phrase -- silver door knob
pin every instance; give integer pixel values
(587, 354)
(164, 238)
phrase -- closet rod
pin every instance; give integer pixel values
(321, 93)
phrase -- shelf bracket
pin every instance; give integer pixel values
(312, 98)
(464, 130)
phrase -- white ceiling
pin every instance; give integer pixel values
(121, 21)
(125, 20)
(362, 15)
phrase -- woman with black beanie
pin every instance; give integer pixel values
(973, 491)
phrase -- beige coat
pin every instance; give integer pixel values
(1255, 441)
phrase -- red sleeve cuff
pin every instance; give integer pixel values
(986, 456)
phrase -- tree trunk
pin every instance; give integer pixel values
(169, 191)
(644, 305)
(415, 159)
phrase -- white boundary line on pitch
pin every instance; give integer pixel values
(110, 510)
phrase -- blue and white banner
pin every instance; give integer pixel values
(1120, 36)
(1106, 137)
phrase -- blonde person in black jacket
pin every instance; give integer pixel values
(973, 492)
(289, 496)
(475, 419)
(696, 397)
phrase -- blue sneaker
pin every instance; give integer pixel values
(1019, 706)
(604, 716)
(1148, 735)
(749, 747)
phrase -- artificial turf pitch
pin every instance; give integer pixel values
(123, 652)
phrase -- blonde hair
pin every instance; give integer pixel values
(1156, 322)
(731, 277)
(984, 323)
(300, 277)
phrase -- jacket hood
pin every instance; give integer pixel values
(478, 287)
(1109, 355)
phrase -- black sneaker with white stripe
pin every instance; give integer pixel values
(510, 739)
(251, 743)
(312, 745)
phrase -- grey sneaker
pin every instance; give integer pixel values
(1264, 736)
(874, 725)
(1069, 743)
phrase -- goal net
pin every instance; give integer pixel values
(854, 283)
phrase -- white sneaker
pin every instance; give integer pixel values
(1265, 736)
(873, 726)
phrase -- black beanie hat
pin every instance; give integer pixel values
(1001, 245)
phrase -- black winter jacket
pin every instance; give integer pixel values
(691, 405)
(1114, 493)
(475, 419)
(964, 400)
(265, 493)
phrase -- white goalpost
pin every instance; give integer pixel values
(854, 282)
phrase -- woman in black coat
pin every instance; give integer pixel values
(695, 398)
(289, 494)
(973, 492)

__________

What to work on
Only a number is wanted: how many lines of the material above hold "sneaker"?

Exercise answer
4